Task goal |
Whenever a line in the data below includes the string "stone", copy it out.
#### Supplied data
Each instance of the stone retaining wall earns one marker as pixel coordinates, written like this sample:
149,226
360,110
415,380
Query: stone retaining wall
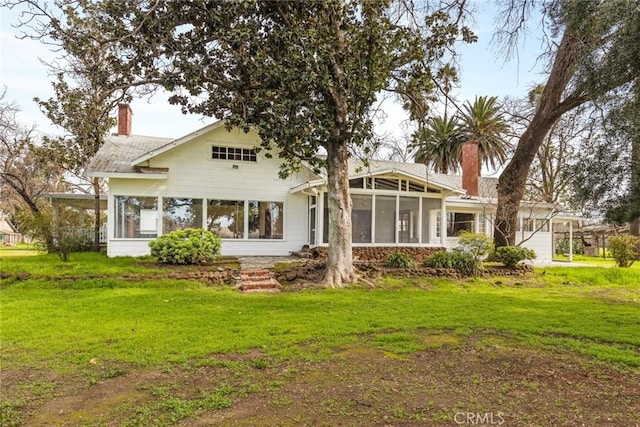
########
Exercise answer |
Each instance of the stone retaining wall earns one marker as pixel coordinates, written like this sample:
Query: stone retaining wall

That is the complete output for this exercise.